To do:
Reproduce the data starting at the line that contains "Task: point to every instance of the player's" and running through the end of the data, inclusive. Omit the pictures from your answer.

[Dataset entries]
▶
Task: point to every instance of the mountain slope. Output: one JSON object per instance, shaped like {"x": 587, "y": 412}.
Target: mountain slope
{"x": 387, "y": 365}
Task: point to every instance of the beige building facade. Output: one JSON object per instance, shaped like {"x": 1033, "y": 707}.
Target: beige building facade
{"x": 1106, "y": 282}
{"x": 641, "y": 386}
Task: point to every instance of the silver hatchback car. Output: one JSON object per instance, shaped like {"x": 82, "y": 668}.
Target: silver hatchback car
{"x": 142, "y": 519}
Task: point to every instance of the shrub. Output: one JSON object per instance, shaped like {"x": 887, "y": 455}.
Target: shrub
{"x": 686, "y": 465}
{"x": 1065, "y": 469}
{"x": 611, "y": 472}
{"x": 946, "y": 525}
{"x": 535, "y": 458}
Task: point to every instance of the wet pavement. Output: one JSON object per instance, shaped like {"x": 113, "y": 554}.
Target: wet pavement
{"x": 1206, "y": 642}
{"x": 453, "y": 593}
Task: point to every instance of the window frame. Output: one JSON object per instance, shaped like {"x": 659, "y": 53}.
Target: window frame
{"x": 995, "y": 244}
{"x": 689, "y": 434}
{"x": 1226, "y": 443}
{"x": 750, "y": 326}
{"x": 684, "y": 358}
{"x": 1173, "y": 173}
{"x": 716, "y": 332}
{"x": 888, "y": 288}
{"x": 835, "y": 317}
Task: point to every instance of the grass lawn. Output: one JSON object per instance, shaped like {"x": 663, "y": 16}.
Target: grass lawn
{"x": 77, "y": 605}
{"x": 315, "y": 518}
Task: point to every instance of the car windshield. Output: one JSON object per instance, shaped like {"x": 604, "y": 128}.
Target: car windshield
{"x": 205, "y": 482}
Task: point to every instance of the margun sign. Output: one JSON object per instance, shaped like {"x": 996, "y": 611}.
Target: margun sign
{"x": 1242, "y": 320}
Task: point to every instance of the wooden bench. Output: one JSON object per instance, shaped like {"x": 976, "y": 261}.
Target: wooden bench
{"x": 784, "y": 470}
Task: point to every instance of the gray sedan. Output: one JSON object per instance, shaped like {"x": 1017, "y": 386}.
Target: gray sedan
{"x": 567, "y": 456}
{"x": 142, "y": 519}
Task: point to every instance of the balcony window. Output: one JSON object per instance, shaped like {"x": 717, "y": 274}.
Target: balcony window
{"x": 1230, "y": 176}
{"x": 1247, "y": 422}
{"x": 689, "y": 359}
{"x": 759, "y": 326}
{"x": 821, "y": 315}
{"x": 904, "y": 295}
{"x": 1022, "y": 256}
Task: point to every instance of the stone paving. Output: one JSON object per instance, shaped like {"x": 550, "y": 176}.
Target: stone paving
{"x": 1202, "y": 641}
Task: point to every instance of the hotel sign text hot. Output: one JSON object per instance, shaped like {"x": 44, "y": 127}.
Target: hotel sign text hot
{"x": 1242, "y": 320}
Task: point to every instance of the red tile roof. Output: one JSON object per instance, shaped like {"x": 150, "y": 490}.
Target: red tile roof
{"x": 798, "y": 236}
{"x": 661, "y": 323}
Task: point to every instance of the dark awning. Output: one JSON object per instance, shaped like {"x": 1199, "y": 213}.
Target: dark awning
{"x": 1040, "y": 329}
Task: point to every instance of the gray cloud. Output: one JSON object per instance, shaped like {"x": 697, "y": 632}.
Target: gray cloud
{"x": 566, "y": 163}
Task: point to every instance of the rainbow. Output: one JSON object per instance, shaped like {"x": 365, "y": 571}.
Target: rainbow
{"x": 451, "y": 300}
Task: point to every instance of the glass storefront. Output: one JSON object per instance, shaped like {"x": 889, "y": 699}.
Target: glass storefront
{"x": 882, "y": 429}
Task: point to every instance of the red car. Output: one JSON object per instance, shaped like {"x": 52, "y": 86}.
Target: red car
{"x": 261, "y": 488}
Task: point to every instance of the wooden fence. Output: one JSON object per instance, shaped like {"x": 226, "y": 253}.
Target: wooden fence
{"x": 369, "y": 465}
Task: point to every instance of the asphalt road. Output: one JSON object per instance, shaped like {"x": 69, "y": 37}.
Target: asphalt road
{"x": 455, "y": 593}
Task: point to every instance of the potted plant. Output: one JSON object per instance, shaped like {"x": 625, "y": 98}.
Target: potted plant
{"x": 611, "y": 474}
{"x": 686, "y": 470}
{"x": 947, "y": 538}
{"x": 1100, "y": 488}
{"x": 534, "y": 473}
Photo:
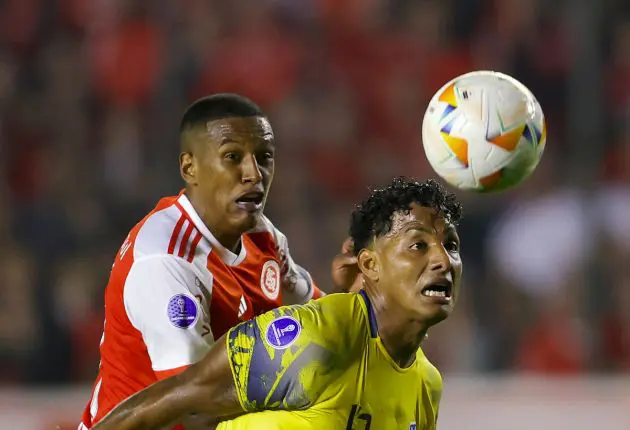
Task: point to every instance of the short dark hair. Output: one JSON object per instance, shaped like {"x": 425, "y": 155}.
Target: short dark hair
{"x": 373, "y": 217}
{"x": 218, "y": 106}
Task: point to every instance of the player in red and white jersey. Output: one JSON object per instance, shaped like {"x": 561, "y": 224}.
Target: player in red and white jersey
{"x": 202, "y": 261}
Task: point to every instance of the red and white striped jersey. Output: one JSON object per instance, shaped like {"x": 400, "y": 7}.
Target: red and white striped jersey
{"x": 174, "y": 288}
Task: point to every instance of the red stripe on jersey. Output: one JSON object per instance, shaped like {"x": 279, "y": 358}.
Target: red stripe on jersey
{"x": 163, "y": 374}
{"x": 193, "y": 247}
{"x": 182, "y": 246}
{"x": 178, "y": 227}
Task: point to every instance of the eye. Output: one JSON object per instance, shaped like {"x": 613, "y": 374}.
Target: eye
{"x": 231, "y": 156}
{"x": 452, "y": 246}
{"x": 266, "y": 157}
{"x": 419, "y": 245}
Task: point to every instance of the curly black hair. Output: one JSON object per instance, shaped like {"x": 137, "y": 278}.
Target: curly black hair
{"x": 373, "y": 217}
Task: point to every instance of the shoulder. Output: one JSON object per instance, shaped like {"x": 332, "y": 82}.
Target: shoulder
{"x": 166, "y": 231}
{"x": 337, "y": 320}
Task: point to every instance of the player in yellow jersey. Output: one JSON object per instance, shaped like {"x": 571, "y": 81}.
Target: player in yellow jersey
{"x": 346, "y": 361}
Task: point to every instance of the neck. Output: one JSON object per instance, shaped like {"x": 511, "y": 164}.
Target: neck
{"x": 230, "y": 240}
{"x": 401, "y": 334}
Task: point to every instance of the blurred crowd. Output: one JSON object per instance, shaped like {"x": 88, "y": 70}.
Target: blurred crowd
{"x": 91, "y": 93}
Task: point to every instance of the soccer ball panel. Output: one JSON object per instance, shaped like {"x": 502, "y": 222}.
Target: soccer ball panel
{"x": 484, "y": 131}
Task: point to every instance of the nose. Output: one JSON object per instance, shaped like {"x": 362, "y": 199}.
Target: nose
{"x": 439, "y": 260}
{"x": 250, "y": 170}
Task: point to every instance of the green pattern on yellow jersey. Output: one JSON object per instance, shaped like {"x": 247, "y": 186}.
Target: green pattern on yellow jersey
{"x": 323, "y": 366}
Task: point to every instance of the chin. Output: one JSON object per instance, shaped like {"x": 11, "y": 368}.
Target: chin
{"x": 247, "y": 221}
{"x": 434, "y": 314}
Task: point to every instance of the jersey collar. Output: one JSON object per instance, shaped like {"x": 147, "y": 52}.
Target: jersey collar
{"x": 371, "y": 316}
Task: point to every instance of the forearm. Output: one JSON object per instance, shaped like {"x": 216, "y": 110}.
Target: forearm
{"x": 154, "y": 407}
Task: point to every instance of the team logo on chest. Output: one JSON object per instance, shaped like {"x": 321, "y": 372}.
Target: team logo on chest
{"x": 182, "y": 311}
{"x": 282, "y": 332}
{"x": 270, "y": 279}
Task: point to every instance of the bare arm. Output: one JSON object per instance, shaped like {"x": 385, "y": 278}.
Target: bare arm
{"x": 206, "y": 387}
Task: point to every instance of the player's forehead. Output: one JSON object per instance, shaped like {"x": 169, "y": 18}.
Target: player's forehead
{"x": 421, "y": 218}
{"x": 240, "y": 130}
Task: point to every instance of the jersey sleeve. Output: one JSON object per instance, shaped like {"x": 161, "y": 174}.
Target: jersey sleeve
{"x": 297, "y": 284}
{"x": 162, "y": 301}
{"x": 285, "y": 359}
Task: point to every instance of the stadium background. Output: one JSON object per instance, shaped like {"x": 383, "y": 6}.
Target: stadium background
{"x": 90, "y": 97}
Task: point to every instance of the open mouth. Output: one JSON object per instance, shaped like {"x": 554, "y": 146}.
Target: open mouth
{"x": 442, "y": 289}
{"x": 251, "y": 201}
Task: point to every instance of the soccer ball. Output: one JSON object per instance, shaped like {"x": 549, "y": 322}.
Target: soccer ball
{"x": 484, "y": 131}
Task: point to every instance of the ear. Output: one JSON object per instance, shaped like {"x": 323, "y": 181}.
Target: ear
{"x": 188, "y": 168}
{"x": 369, "y": 264}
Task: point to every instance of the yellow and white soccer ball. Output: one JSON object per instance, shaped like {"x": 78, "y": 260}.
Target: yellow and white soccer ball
{"x": 484, "y": 131}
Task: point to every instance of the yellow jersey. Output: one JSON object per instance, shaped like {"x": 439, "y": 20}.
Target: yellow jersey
{"x": 322, "y": 365}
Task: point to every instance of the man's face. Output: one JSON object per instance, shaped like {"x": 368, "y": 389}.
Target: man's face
{"x": 234, "y": 167}
{"x": 418, "y": 264}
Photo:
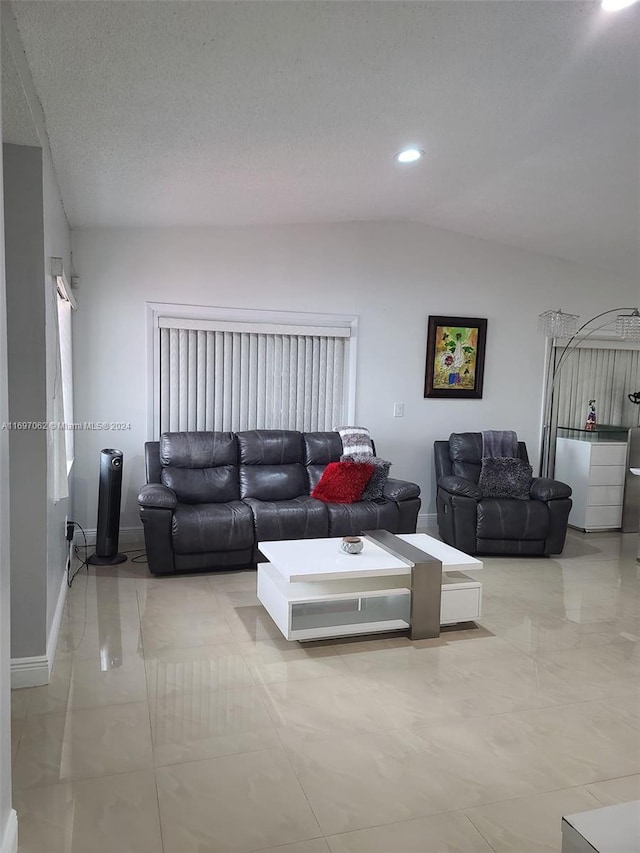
◀
Task response:
Task: point to every instance of the player's forehead. Output: one JSON object per instance, shaped like {"x": 169, "y": 18}.
Target: player's forehead
{"x": 421, "y": 218}
{"x": 240, "y": 130}
Task: point to every instance of the jersey sleeve. Output: one JSON object per instance, shaped like {"x": 161, "y": 174}.
Target: jersey sleeve
{"x": 297, "y": 284}
{"x": 162, "y": 301}
{"x": 285, "y": 359}
Task: point to every instance of the stadium background. Output: one JSON object per instance, shaped like {"x": 383, "y": 6}.
Target: stadium background
{"x": 90, "y": 97}
Task: point to every instance of the open mouth. Output: one JSON object per instance, shaped like {"x": 554, "y": 146}.
Target: open mouth
{"x": 442, "y": 289}
{"x": 251, "y": 201}
Task: point to every instance of the soccer ball. Output: one JSON object per instance, shaped like {"x": 549, "y": 322}.
Target: soccer ball
{"x": 484, "y": 131}
Task: point to every instance of the ear. Output: one JSON object per instance, shaped like {"x": 323, "y": 181}.
Target: ear
{"x": 188, "y": 168}
{"x": 369, "y": 264}
Task: point to every instance of the yellow and white soccer ball. Output: one JSON object per instance, shaped like {"x": 78, "y": 260}.
Target: yellow and white soccer ball
{"x": 484, "y": 131}
Task: point to every instance of the yellow jersey. Output: one JSON object per instance, shaped like {"x": 439, "y": 20}.
Target: yellow jersey
{"x": 322, "y": 365}
Task: point to every instance of the man's face. Output: one JSON object per instance, shaped like {"x": 368, "y": 389}.
Target: man's face
{"x": 234, "y": 167}
{"x": 418, "y": 264}
Photo:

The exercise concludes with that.